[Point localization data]
# # # #
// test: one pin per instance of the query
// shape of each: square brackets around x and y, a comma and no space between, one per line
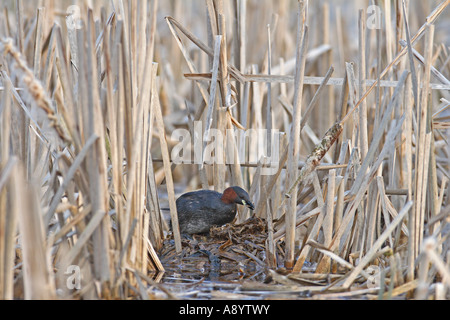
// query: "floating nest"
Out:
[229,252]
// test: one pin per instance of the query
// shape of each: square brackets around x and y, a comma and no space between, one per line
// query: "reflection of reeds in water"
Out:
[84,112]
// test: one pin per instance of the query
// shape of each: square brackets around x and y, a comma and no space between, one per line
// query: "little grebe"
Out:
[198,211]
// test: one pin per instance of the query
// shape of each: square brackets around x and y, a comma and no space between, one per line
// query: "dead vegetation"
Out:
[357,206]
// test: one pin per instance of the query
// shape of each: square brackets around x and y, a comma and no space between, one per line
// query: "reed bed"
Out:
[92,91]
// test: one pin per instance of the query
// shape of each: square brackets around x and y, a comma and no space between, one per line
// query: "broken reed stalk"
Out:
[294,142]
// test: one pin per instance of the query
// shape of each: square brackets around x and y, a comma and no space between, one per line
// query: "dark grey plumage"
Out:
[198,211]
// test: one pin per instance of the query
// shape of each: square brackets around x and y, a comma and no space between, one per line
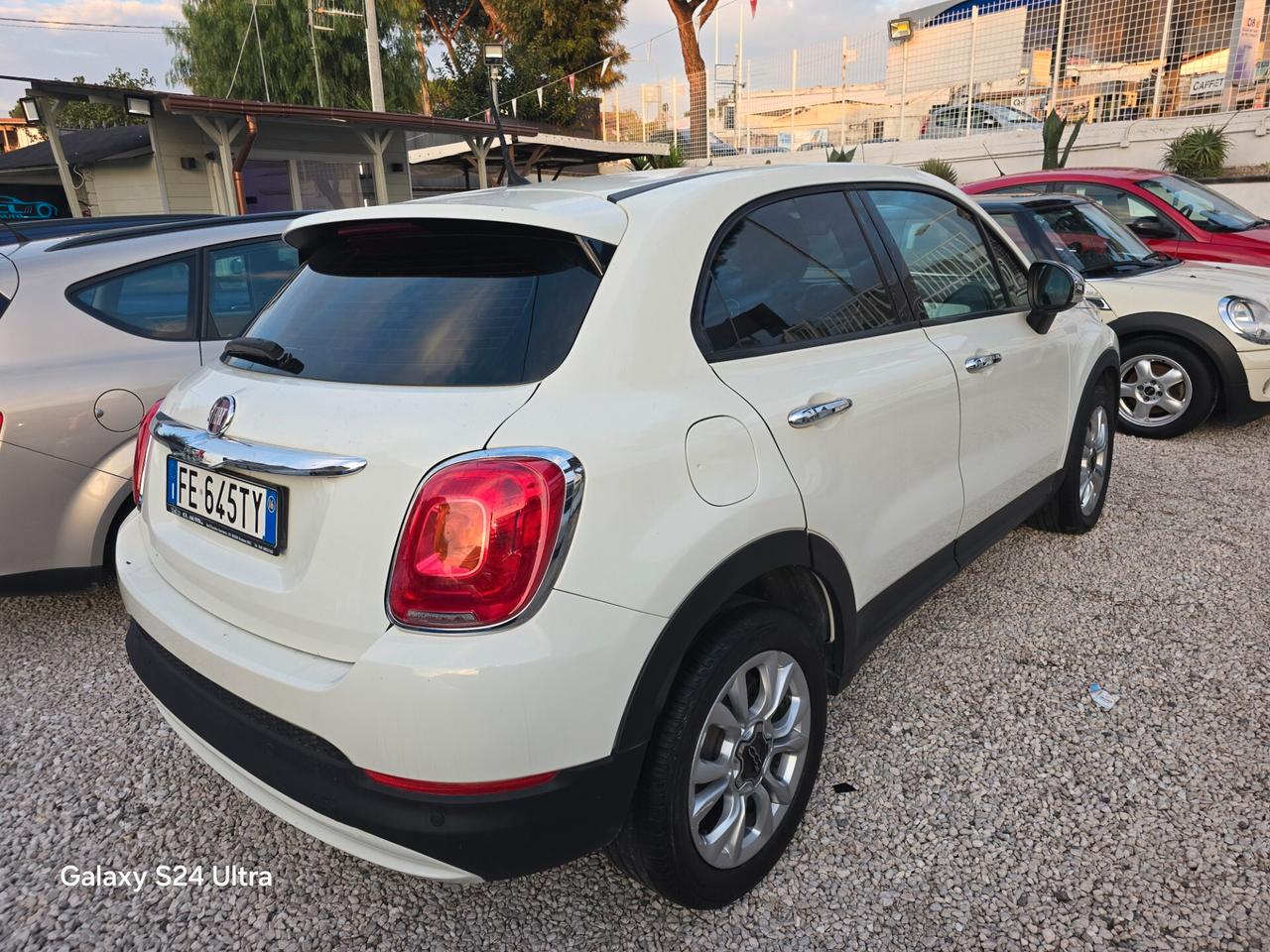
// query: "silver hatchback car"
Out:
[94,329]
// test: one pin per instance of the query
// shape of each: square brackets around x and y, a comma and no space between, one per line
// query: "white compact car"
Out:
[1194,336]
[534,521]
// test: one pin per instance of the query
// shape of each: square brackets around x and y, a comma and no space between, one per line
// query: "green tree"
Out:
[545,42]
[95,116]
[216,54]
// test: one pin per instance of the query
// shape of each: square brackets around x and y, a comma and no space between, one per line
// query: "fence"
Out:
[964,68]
# # # #
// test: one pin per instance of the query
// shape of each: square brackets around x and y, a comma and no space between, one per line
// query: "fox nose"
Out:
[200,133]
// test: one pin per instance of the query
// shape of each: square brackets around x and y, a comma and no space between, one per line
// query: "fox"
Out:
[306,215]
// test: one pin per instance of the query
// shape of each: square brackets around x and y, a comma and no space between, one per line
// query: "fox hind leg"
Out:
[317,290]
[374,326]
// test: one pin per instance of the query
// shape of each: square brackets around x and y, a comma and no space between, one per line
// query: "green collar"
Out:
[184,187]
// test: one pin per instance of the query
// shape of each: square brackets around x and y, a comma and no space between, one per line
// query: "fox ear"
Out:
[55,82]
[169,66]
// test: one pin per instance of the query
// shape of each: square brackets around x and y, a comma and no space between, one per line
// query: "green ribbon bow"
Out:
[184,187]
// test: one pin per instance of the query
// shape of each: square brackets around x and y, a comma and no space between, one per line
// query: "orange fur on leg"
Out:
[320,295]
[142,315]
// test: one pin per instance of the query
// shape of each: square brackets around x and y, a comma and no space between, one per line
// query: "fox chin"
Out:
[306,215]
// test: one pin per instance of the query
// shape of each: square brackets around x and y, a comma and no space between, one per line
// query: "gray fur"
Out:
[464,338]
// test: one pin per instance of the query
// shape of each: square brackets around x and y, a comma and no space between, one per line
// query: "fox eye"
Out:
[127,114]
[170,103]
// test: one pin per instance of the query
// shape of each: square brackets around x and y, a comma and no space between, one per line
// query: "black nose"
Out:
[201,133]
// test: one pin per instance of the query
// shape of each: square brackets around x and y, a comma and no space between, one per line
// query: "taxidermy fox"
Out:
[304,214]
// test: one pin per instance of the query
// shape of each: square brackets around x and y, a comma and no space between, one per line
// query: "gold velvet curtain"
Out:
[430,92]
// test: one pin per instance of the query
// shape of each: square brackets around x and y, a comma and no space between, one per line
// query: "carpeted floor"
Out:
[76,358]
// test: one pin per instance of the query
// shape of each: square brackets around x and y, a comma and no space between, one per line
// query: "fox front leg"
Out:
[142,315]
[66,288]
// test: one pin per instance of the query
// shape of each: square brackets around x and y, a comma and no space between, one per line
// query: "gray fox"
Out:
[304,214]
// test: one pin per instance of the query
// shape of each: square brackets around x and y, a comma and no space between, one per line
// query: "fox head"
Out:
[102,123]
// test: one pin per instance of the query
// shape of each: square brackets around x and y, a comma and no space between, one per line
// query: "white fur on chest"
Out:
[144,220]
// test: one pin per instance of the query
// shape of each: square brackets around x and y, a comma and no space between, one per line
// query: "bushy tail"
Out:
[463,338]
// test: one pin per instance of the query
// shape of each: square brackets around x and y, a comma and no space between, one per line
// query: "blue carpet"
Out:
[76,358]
# # # #
EXERCISE AIM :: Using the records above, pull out each line where the word "green" occurs.

FINISHED TASK ::
// query: "green tree"
// query: "green collar"
// query: "green ribbon bow"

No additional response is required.